- Tasks for this exercise
A: In the forum thread about a 2 MB page size on amd64, which page sizes does the amd64 hardware support?
B: In the forum thread about a 2 MB page size, list every paging structure entry that the 4 KB virtual addressing breakdown assigns a bit range to.
C: Resume the forum thread about a 2 MB page size on amd64 from its final line, carrying on with the 2 MB virtual addressing breakdown.

- Source passage
- - -

# 2 MB Page Size



## nmath (Jul 23, 2014)

Hi,

I am exploring the idea of supporting a page size of 2 MB in amd64. If I am not wrong, the maximum page size supported is 64 KB. I do know that FreeBSD supports 2 MB as a superpage, but I am more interested in providing 2 MB pages at the core. Please let me know if anyone has implemented a 2 MB page size in FreeBSD for amd64.


----------



## worldi (Jul 23, 2014)

*Re: 2MB Page Size*

Superpages are supported since version 7.x.


----------



## nmath (Jul 24, 2014)

Hi,

I agree that superpages are supported from 7.x, but, as I mentioned, I would like to change the base page size from 4 KB to 2 MB in the amd64 architecture. I need help for the same.


----------



## mjguzik (Jul 24, 2014)

nmath said:
			
		

> Hi,
> 
> I am exploring the idea of supporting a page size of 2 MB in amd64.



This is already supported.



> If I am not wrong, the maximum page size supported is 64 KB.



Where did you get such impression? Sizes have to be supported by hardware first and in case of amd64 this is 4 KB, 2 MB and 1 GB.



> I do know that FreeBSD supports 2 MB as a superpage, but I am more interested in providing 2 MB pages at the core. Please let me know if anyone has implemented a 2 MB page size in FreeBSD for amd64.



What is the difference between supporting and supporting at the core? Perhaps you mean support in the VM subsystem for the former and support for such size for a given architecture in the former?

As was mentioned, this is supported already.


----------



## nmath (Jul 28, 2014)

Hi,

In sys/amd64/include/param.h, to increase the page size if we modify #define PAGE_SHIFT   12 (4 KB base page size) to #define PAGE_SHIFT  21 (2 MB base page size), the code does not build. There are lot of compile time checks inserted in the code that fails for PAGE_SHIFT =21.

Let me explain what I am trying to explore. Let us look at Intel IA-32e 64 bit virtual addressing mechanism for *4 KB*:

Bits 0 - Bits 11 identify offset within a page
Bits 12 - Bits 20 reserved for holding PTE (page table entry)
Bits 21 - Bits 29 reserved for holding PDE (page directory entry)
Bits 30 - Bits 38 reserved for holding PDPE (page directory pointer entry)
Bits 39 - Bits 47 reserved for holding PML4 (PML4 entry)
Bits 48 - Bits 63 reserved for sign extended

When my page size is increased to *2 MB*, the virtual addressing mechanism will not have a  Page Table Entry and it looks like this:

Bits 0 - Bits 20 identify offset within a page
Bits 21 - Bits 29 reserved for holding PDE (page directory entry)

- - -

- Data lines

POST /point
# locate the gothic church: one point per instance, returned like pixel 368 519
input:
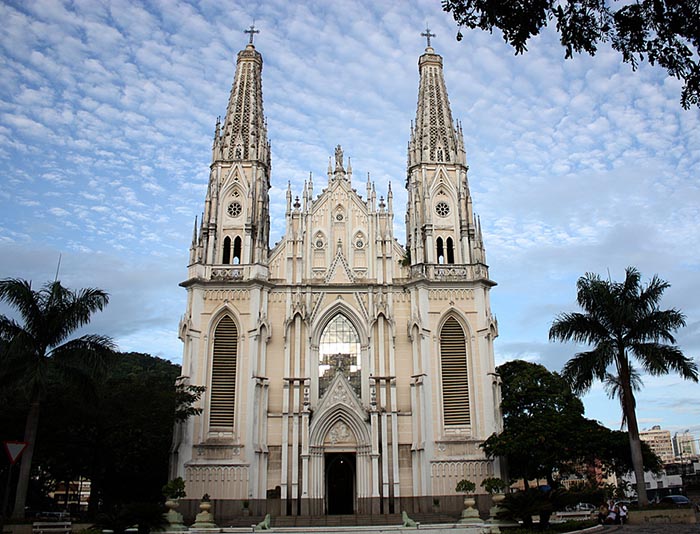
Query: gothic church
pixel 344 373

- - -

- Answers to the exercise
A: 4 KB, 2 MB, and 1 GB.

B: Page table entry (PTE), page directory entry (PDE), page directory pointer entry (PDPE), and PML4 entry.

C:
Bits 30 - Bits 38 reserved for holding PDPE (page directory pointer entry)
Bits 39 - Bits 47 reserved for holding PML4 (PML4 entry)
Bits 48 - Bits 63 reserved for sign extended

I hope, I have explained what I am attempting at.

Also, can you throw some light on how is 2 MB and 1 GB is implemented with respect to code as I don't see any part of the code which addresses base Page size anything more than 4 KB. In fact after digging further deep in the code, I have come across certain values which are hard coded specifically for 4 KB page size.

Thanks.


----------



## jhb@ (Oct 17, 2014)

You probably don't want to force all pages to 2 MB (which is what you seemed to suggest originally).  This will waste a lot of memory for small allocations probably to the point of making your system unusable.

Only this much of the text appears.